> **Document passage**
Accordingly, in the present embodiment, when the polarized wave ratio of emission of the electric wave from the substrate 20 is equal to the polarized wave ratio of the small loop antenna 10, the non-directionality of the whole of the apparatus 1 is not changed substantially even when the conductor 50 approaches the apparatus 1. Specifically, in the present embodiment, the polarized wave ratio of the substrate 20 and the polarized wave ratio of the small loop antenna 10 are 0 dB, respectively, so that the non-directionality is secured.

When the polarized wave ratio of the substrate 20 is equal to the polarized wave ratio of the small loop antenna 10, the polarized wave ratio of the whole of the antenna apparatus 1 is not changed substantially even when the conductor 50 approaches the apparatus 1.

Further, the small loop antenna 10 is formed to set the polarized wave ratio of the small loop antenna 10 to be zero dB, and the substrate 20 is formed to have the horizontal length H of 40 millimeters and the vertical length V of 40 millimeters, the polarized wave ratio of the whole of the antenna apparatus 1 becomes zero dB. Further, in this case, even when the conductor 50 approaches the apparatus 1, the polarized wave ratio of 0 dB is maintained.

Alternatively, even when the polarized wave ratio of the substrate 20 and the polarized wave ratio of the small loop antenna 10 are 0 dB, the polarized wave ratio of the whole of the apparatus 1 is constant and zero dB without depending on existence or non-existence of the conductor 50 as long as the polarized wave ratio of the small loop antenna 10 is equal to the polarized wave ratio of the substrate 20.

The antenna apparatus 1 in the present embodiment includes the small loop antenna 10 and the ground substrate 20 as the equivalent dipole antenna 21. Each of the small loop antenna 10 and the ground substrate 20 has the same polarized wave components. Specifically, the ground substrate 20 functions as an antenna in a positive way. Thus, at least in a case where the conductor 50 does not approach the apparatus 1, the antenna apparatus 1 provides high gain.

Further, the dimensions and the shape of the substrate 20 are determined to have the polarized wave ratio equal to the small loop antenna 10. Thus, the polarized wave ratio of the whole of the apparatus 1 is constant even when the conductor 50 approaches the apparatus 1.

Accordingly, the apparatus 1 having the substantially constant polarized wave ratio without depending on existence or non-existence of the conductor 50 is manufactured, and the apparatus 1 provides high gain and low manufacturing cost.

In the present embodiment, the shape of the substrate 20 is a square shape, and the substrate 20 has a side in parallel to the horizontal polarized wave surface 41 and a side in parallel to the vertical polarized wave surface 42. The horizontal length H and the vertical length V are determined to equalize the polarized wave ratio of the substrate 20 to the polarized wave ratio equal to the small loop antenna 10 according to the relationship among the polarized wave ratio of the substrate 20 and the ratio of the horizontal length H and the vertical length V. Accordingly, the substrate 20 having the polarized waves in parallel to the horizontal polarized wave surface 41 and the vertical polarized wave surface 42 is surely and easily formed. Thus, the design of the whole of the antenna apparatus 1 is effectively performed.

(Modifications)

In the above embodiment, the substrate 20 has a square shape. Alternatively, the substrate 20 may have various shapes as long as the substrate 20 has two polarized wave surfaces, which correspond to the horizontal polarized wave surface 41 and the vertical polarized wave surface 42 of the small loop antenna 10, and the polarized wave ratio of the polarized wave surfaces of the substrate is equal to the polarized wave ratio between the horizontal polarized wave surface 41 and the vertical polarized wave surface 42 of the small loop antenna 10.

> **Information supplied**
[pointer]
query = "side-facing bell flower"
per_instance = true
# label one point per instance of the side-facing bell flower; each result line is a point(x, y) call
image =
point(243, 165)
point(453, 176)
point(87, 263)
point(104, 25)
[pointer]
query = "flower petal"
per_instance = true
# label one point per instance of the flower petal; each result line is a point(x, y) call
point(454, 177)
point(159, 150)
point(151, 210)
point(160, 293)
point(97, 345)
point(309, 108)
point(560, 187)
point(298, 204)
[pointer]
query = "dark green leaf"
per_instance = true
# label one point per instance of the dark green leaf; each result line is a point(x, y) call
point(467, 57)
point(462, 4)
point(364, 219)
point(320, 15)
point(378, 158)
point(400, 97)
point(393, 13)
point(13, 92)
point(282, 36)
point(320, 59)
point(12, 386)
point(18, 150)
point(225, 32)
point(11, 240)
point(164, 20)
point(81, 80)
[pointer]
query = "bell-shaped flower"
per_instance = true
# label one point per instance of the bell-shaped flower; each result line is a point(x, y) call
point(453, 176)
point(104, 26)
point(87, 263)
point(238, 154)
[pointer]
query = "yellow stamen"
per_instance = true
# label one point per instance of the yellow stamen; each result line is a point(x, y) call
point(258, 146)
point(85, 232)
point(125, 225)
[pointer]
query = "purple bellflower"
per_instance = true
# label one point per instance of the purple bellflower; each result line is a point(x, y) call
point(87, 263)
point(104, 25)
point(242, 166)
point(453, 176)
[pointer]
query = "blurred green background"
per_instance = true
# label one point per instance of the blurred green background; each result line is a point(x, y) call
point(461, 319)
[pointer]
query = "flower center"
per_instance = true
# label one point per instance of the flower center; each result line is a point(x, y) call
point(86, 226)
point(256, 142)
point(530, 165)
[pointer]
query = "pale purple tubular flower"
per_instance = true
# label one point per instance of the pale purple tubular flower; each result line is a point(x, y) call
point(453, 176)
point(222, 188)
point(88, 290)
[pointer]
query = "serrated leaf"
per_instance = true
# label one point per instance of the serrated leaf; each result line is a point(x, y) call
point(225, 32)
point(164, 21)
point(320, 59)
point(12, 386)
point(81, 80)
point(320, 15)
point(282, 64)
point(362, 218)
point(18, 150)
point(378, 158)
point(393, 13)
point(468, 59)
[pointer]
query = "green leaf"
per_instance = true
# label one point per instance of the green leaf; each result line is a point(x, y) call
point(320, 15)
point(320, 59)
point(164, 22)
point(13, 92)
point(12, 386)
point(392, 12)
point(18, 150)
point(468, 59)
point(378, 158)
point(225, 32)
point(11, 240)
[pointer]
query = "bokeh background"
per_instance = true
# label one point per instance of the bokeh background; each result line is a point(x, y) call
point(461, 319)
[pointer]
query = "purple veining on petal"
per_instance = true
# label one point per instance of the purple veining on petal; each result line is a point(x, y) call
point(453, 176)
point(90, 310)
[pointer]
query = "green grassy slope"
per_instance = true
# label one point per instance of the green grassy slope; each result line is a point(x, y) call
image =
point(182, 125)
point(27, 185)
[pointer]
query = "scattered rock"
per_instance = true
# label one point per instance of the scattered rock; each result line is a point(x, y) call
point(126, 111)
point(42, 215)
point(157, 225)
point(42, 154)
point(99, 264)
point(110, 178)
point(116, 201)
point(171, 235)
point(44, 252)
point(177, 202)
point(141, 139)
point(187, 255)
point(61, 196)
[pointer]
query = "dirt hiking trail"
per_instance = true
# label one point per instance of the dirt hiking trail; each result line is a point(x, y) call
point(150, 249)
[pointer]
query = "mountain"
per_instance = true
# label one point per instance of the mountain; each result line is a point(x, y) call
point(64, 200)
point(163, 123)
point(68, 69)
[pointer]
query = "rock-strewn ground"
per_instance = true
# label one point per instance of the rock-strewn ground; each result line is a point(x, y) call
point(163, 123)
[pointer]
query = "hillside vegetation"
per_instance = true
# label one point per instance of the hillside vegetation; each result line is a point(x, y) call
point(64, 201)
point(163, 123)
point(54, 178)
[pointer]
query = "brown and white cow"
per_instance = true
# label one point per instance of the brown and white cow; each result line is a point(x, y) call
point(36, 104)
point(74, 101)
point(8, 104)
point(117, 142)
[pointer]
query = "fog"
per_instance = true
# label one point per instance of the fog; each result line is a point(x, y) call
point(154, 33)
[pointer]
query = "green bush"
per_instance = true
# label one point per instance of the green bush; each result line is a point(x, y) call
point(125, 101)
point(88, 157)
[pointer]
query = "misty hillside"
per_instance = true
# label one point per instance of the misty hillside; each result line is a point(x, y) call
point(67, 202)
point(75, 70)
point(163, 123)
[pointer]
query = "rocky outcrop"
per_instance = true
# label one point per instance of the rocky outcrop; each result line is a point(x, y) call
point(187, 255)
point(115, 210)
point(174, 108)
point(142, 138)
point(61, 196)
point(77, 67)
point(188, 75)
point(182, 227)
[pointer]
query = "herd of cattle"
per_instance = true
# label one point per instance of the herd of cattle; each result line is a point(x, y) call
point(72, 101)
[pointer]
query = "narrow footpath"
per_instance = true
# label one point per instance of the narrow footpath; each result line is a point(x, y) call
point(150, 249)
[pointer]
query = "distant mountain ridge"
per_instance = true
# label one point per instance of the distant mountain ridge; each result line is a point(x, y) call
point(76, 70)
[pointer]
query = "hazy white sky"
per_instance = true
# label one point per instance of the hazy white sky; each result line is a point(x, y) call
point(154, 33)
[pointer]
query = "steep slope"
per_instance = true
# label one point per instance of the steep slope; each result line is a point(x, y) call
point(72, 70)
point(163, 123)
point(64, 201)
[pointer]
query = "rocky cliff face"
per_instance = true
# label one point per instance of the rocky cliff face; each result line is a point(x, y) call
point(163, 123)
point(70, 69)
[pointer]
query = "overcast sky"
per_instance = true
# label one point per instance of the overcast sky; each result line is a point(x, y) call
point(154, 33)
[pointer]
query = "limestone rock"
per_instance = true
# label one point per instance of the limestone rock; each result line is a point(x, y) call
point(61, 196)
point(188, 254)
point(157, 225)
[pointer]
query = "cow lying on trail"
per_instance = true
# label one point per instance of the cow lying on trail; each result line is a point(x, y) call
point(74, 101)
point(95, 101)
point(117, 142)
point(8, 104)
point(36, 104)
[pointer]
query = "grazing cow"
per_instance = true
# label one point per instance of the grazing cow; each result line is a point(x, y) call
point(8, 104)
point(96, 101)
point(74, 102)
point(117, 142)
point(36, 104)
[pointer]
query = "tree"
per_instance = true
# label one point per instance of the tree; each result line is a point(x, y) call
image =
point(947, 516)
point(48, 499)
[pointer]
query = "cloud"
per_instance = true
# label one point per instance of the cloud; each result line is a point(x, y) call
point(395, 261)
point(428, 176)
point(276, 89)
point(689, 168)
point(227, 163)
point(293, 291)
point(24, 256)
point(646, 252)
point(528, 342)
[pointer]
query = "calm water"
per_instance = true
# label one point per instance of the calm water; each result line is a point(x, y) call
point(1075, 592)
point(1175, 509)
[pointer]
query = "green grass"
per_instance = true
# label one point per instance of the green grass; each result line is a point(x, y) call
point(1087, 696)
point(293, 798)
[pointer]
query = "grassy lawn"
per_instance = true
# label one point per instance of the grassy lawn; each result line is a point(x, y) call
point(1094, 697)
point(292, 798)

> **Written instruction**
Give each reference number that appears in the antenna passage with the part it labels.

> **Solved problem**
1: antenna apparatus
10: small loop antenna
20: ground substrate
21: equivalent dipole antenna
41: horizontal polarized wave surface
42: vertical polarized wave surface
50: conductor